TASKS TO PERFORM =>
a - In the sermon on the Great Commission, what Greek word does "power" translate in Matthew 28.18?
b - Extend the sermon on the Great Commission, starting after its final sentence.

>> start ARTICLE

18    And Jesus came and spake unto them, saying, All power is given unto me in heaven and in earth.

19    Go ye therefore, and teach all nations, baptizing them in the name of the Father, and of the Son, and of the Holy Ghost:

20    Teaching them to observe all things whatsoever I have commanded you: and, lo, I am with you alway, even unto the end of the world. Amen.


This is a portion of Scripture which is quite familiar to most of you, so my intent is to point out but three things during this exposition time before I bring my sermon:




Though I will not take the time to show my Scriptural arguments presently, you folks know that I do not think the Lord Jesus Christ chose to preside over a disorganized mob who felt free to do what was right in their own eyes. On the contrary, He founded the Church of Jesus Christ, what He called “my church” in Matthew 16.18, and that He was speaking to His Church when He uttered the words of Matthew 28.18:


“And Jesus came and spake unto them, saying, All power is given unto me in heaven and in earth.”


This verse shows that the Lord Jesus Christ, Himself, claimed all authority in heaven and in earth. The word “power” translating the Greek word exousia in this verse, meaning the right to control or the right to command, authority.[3]

So, the Lord Jesus Christ declared His absolute right to issue directives, His absolute right to tell His disciples what to do, His absolute right to give His Church her marching orders. And in the next two verses, He does just that. Read verses 19-20 with me:


“Go ye therefore, and teach all nations, baptizing them in the name of the Father, and of the Son, and of the Holy Ghost: Teaching them to observe all things whatsoever I have commanded you: and, lo, I am with you alway, even unto the end of the world. Amen.”


But the nature of our Lord Jesus Christ’s marching orders to His Church are sometimes misunderstood, so allow me to resort to the Greek text from which the Great Commission is translated.




It is one thing to be authorized. But authorized to do what? You will agree that some Churches and pastors are very confused on this point. To illustrate, there is a Church not too far from here that baptizes about 100 people every Sunday morning, totaling about 5,000 baptisms per year. But their average auditorium attendance rarely exceeds 150. Still other Churches and pastors are confused in another way, resulting in thousands of professions of faith each year coming from what they call soul winners who go out and urge people to pray a sinner’s prayer, supposing that those people who repeat those prescribed words and make a profession of faith but who never darken the Church house door are genuinely converted. And then there are those expositors of God’s Word who suppose that they are doing the job by studying all week long and standing before the people come service times to teach the deep things of God.

>> end ARTICLE
>> start EXTRACTED INFORMATION

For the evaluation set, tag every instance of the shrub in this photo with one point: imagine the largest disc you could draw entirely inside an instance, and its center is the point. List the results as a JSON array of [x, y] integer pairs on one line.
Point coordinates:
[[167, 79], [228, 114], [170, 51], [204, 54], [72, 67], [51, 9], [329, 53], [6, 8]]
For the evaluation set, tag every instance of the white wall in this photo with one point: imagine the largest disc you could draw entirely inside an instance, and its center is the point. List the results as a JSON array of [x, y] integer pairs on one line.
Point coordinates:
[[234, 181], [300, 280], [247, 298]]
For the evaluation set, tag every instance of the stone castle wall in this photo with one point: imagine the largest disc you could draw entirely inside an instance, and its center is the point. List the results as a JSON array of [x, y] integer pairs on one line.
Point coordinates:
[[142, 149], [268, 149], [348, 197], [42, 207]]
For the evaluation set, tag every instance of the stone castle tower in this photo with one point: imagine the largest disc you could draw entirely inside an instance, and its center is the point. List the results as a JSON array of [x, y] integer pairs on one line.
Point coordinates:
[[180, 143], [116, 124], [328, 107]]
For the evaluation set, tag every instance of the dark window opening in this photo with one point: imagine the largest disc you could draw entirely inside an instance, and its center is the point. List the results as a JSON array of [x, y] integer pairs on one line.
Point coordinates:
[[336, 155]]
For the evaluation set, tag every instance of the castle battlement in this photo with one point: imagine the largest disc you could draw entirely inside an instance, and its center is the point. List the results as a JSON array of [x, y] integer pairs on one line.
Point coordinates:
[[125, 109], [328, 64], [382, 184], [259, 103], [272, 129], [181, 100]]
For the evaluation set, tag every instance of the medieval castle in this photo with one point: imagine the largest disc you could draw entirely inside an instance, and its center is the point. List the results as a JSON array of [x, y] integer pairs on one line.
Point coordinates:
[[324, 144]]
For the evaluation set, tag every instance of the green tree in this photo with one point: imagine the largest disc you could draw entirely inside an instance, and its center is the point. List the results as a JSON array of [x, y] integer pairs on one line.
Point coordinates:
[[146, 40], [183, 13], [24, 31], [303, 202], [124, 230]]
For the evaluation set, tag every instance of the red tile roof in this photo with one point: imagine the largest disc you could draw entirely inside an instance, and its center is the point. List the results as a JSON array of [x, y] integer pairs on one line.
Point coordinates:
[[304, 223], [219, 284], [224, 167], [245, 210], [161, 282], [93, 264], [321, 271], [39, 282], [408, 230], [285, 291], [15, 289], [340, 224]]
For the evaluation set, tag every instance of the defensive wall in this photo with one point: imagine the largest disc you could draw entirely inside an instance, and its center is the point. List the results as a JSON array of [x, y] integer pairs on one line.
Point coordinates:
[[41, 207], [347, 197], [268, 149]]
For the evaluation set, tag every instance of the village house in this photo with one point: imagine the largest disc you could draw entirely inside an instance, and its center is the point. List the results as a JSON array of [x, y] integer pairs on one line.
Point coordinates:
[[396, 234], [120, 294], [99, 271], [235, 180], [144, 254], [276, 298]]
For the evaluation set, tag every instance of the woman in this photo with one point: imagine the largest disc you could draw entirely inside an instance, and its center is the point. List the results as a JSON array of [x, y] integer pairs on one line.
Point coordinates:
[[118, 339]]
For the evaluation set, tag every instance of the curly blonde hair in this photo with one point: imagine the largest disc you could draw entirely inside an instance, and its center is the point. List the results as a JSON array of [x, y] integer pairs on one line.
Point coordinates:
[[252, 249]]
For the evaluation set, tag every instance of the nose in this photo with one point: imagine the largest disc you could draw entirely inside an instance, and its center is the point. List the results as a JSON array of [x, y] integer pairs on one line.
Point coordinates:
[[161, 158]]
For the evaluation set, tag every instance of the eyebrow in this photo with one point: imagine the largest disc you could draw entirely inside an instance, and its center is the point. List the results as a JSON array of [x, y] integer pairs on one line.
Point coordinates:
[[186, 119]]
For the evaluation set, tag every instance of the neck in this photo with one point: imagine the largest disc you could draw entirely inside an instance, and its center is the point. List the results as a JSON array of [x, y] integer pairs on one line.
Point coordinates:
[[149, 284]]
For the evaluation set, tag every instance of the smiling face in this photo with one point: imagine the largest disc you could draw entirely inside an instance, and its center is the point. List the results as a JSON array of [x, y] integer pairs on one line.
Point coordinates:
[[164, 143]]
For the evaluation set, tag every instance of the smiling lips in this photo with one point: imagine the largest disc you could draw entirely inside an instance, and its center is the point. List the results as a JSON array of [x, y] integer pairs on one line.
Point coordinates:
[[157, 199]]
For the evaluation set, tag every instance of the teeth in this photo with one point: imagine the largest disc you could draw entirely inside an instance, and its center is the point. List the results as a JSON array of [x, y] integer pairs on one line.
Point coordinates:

>> end EXTRACTED INFORMATION

ANSWERS TO THE EXERCISES =>
a - Exousia.

b -
Folks, each of those types of ministries misses the point. In Matthew 28.19-20, the Greek text contains only one verb, only one command, only one directive. , the only verb in this passage, is a directive to make disciples.[4] You do not make a disciple by baptizing someone. You do not make a disciple by teaching someone. You do not make a disciple by leading someone to pray and then profess Christ as Savior. Keep in mind that only Churches are by this passage authorized to make disciples. It is preposterous to imagine the Savior would have issued this directive to professing Christians who were not baptized and involved in the Church. Also, keep in mind that if a Church’s goal, or if a pastor’s goal, is to get professions of faith they will fail in making disciples. If the goal is to baptize people, they will fail in making disciples. And if the goal is to teach and train people, failure will ensue in the attempts at making disciples. “We need to get folks saved.” That sounds good, but that is not what Jesus Christ commanded His Church to do. What He told us to do was make disciples. But what is a disciple? The Greek word, which is the same root word as the verb used by the Lord when He told us to make disciples, describes someone who is a learner, who is an adherent, who is an apprentice.[5] To find out what a Christian disciple really is you need to pay attention to how a Christian disciple is really made, which is my next point.




Though there is only one verb, an imperative verb, a commanding verb, in the Great Commission, telling us what to do (make disciples), there are three participles. “Every participle is both adjective and verb.”[6] Therefore, the participles show us how we are to make disciples:

Though the first three words of Matthew 28.19 are translated “Go ye therefore,” the two Greek words they translate are literally rendered, “Going therefore.” But the Church is not supposed just to go as if walking about would satisfy the Lord’s will in the matter. Acts 8.4 perfectly illustrates what the Savior meant:


“Therefore they that were scattered abroad went every where preaching the word.”


So, you make disciples by going. And as you are going you preach. Not sermons necessarily, but in some way proclaiming the good news.[7] There is wide latitude in how we can do our going and our proclaiming, but throughout the Christian era, there has always been going and proclaiming. The two activities are always inter-linked.

The next participle that modifies the Lord’s command to make disciples is found in the phrase translated,


“baptizing them in the name of the Father, and of the Son, and of the Holy Ghost.”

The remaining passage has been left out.